> _What the exercise asks_:
From the material below, copy out every line that contains the string "dish", matching uppercase and lowercase exactly.

——————————

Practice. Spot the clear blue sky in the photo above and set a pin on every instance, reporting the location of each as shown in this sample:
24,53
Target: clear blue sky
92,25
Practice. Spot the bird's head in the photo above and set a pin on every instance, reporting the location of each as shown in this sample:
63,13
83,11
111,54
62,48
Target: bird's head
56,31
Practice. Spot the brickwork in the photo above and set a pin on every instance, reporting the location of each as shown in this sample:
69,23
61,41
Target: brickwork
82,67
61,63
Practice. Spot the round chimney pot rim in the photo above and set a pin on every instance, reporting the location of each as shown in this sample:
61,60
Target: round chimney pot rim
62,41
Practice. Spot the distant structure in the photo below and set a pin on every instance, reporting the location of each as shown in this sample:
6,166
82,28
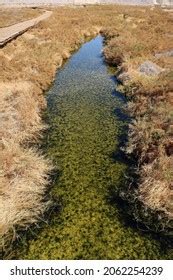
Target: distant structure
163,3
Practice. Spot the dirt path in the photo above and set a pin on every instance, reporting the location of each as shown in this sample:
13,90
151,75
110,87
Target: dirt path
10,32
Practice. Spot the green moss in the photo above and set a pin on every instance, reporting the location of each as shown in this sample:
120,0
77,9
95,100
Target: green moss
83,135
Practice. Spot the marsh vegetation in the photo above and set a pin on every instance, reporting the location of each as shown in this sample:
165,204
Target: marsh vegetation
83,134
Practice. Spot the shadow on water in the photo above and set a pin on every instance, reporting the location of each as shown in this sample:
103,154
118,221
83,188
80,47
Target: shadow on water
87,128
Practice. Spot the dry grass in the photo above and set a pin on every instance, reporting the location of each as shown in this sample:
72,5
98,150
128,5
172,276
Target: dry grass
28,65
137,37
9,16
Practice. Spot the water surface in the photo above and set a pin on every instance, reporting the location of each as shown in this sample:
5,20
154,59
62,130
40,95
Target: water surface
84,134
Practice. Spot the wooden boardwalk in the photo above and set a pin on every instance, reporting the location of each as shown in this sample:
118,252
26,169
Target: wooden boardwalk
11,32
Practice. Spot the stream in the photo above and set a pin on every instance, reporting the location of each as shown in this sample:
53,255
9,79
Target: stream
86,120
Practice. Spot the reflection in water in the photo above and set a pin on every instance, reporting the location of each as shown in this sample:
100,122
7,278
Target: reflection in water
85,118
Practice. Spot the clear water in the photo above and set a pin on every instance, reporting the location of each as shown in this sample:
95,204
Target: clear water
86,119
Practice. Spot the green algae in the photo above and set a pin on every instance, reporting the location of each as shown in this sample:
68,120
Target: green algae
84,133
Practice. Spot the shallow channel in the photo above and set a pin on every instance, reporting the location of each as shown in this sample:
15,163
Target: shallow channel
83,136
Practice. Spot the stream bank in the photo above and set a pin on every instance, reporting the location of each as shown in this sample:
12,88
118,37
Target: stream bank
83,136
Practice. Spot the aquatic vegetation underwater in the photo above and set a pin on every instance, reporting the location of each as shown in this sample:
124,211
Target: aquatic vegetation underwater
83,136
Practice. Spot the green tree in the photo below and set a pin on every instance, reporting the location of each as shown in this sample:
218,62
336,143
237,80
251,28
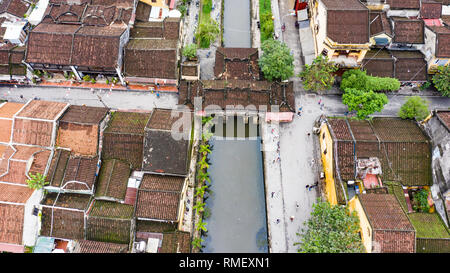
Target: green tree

——————————

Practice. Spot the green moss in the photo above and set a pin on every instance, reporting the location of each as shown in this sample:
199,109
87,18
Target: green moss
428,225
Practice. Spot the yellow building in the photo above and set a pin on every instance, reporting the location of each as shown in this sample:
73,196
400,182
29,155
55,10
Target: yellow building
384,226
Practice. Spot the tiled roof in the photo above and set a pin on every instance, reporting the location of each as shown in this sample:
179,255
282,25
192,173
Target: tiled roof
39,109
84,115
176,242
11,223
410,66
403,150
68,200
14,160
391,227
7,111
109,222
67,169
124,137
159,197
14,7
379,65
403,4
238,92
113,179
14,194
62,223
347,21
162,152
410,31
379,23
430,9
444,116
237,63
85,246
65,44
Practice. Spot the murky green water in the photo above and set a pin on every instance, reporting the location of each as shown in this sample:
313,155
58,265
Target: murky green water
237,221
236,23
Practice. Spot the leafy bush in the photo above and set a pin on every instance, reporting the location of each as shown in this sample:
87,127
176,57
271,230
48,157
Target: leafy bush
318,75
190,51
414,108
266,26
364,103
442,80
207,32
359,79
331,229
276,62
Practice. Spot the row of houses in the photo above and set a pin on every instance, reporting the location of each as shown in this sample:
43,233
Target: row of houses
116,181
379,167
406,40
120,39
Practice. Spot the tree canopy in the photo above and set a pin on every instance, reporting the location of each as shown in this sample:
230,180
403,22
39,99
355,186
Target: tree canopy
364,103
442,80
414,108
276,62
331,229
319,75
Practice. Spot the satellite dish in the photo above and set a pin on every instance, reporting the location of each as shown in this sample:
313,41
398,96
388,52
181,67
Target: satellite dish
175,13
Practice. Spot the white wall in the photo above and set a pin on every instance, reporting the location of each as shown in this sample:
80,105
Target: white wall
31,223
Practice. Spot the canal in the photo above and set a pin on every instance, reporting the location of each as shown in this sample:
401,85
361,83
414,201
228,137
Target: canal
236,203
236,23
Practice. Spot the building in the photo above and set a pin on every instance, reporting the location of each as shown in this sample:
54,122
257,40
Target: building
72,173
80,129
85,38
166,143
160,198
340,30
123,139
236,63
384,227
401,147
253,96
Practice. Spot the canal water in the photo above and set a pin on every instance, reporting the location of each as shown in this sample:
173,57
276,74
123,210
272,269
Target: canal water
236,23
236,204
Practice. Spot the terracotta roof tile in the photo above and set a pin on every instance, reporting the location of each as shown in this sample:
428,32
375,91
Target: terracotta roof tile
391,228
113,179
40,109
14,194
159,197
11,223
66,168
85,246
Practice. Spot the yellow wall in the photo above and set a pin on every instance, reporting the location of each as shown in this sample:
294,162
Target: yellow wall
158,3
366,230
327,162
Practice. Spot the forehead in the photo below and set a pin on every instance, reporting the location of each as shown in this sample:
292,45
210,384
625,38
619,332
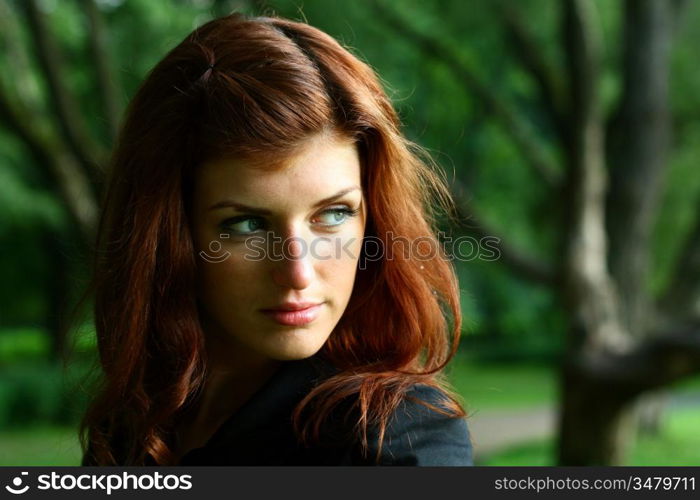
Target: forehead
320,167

——————————

> _Problem solution_:
Practice. Spot the satellite dish in the photo above and set a pin on every instance, reporting the location of each as shown in this sample:
Target: satellite dish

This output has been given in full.